Stored items from a collection

== Segment start ==

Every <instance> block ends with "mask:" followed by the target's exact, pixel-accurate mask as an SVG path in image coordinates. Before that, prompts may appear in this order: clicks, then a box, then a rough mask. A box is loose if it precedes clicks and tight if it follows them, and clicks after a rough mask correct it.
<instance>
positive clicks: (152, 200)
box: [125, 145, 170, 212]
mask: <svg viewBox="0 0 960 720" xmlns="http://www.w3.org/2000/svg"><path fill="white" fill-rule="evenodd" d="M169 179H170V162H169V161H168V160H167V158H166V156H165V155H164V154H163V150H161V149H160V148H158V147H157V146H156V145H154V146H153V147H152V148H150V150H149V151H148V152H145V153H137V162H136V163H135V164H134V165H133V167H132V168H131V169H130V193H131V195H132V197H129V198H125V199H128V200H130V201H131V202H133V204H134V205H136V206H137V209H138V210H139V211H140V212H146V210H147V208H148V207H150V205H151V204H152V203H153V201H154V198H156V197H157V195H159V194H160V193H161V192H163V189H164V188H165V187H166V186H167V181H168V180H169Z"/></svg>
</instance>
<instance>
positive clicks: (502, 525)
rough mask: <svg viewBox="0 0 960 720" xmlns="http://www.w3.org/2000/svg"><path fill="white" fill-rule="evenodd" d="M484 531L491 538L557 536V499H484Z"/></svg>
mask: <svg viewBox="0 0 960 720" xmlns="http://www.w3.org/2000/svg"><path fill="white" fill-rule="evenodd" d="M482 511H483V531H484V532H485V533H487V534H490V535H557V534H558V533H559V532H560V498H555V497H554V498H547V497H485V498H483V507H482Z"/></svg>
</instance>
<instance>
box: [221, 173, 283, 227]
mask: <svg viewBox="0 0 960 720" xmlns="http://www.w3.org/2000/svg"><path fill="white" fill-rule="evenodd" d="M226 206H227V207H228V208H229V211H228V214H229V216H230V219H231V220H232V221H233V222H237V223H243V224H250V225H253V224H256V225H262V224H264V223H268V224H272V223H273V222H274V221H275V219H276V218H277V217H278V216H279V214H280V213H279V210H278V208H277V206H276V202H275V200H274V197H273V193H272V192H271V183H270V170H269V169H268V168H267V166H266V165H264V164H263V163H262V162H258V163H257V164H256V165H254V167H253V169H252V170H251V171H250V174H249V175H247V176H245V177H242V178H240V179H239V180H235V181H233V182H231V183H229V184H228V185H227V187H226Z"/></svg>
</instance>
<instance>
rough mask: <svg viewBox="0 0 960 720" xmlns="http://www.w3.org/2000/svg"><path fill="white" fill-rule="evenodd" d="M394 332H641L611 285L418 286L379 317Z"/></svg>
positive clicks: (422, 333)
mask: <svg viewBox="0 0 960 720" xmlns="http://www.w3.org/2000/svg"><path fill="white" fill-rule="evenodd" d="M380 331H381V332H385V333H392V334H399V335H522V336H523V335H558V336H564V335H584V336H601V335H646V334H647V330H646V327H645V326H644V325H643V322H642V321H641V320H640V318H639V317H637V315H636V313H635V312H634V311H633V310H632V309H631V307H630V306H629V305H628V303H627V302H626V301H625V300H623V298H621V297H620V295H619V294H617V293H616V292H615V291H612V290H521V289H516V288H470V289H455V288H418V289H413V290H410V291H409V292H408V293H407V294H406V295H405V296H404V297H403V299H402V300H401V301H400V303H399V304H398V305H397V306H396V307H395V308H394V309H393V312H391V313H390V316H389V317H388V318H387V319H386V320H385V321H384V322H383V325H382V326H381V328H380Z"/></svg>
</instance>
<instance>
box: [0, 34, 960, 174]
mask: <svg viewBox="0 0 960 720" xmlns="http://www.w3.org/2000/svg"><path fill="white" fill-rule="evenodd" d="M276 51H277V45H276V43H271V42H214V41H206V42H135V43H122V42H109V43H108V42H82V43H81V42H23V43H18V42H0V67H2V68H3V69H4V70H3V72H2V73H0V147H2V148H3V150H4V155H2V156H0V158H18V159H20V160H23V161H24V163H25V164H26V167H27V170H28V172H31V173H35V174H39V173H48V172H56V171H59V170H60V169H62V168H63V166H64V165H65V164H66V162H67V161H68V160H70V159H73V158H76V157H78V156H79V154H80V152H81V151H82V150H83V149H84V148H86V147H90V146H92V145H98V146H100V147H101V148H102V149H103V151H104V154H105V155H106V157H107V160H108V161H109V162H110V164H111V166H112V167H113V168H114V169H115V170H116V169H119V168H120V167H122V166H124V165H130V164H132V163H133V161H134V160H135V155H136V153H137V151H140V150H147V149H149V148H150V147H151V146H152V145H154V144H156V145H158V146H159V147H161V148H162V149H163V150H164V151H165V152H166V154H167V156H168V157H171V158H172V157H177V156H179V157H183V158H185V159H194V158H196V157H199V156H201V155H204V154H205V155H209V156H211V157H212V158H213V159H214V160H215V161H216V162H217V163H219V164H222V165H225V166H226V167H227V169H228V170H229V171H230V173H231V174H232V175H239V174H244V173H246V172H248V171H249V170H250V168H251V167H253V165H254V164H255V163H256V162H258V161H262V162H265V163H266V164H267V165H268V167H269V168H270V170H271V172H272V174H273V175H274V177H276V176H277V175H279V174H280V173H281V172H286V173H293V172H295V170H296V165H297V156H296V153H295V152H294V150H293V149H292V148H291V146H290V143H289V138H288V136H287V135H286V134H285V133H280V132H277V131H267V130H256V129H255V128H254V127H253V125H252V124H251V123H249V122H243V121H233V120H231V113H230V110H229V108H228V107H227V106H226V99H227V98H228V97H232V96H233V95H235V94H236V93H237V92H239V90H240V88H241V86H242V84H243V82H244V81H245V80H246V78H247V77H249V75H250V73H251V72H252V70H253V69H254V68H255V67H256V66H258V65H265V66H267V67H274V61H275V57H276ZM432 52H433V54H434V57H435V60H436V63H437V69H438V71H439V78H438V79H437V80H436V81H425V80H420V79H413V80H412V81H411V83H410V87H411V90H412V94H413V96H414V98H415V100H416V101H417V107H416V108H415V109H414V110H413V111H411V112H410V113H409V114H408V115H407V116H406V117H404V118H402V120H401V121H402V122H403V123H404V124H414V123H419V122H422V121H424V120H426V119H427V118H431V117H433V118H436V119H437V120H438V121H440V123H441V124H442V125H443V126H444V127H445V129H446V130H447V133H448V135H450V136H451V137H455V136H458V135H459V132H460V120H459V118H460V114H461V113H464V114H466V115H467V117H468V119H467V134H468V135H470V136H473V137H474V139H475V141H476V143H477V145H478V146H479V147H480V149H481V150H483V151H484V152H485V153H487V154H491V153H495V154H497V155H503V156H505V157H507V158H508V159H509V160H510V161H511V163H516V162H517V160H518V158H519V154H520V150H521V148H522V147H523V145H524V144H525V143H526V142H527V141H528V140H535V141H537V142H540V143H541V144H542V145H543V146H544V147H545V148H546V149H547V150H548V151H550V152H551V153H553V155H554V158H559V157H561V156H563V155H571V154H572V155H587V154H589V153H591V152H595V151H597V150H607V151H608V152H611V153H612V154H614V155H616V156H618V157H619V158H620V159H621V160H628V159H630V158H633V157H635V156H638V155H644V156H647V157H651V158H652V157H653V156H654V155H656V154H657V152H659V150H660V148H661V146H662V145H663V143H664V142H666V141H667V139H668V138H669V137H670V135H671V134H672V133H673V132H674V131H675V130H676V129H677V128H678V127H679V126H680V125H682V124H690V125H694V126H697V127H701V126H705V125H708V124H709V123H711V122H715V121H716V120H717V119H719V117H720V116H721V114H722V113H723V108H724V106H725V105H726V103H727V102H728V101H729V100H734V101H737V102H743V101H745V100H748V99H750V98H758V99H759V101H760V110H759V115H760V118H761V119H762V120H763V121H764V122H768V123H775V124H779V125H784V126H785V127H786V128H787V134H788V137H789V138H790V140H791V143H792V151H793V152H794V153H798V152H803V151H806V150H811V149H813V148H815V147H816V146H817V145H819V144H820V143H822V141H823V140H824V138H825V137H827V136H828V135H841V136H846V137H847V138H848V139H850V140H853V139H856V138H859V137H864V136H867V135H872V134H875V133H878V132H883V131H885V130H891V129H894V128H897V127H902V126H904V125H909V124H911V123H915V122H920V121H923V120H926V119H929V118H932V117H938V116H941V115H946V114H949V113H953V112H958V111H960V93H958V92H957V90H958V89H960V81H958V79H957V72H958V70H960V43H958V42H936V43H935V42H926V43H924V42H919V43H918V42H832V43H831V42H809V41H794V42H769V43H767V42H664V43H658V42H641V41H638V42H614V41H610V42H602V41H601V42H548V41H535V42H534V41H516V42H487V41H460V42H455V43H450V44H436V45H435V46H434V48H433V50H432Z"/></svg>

== Segment end ==

From the entries above, copy every line that contains the string "clicks". Matching is case-sensitive.

Every <instance> block ends with "mask:" followed by the target's exact, pixel-accurate mask as an SVG path in image coordinates. Before that, prompts may appear in this order: clicks, then a box, then a rough mask. A box is loose if it precedes clicks and tight if it follows them, and clicks after a rough mask correct it.
positive clicks: (152, 200)
positive clicks: (502, 525)
positive clicks: (422, 333)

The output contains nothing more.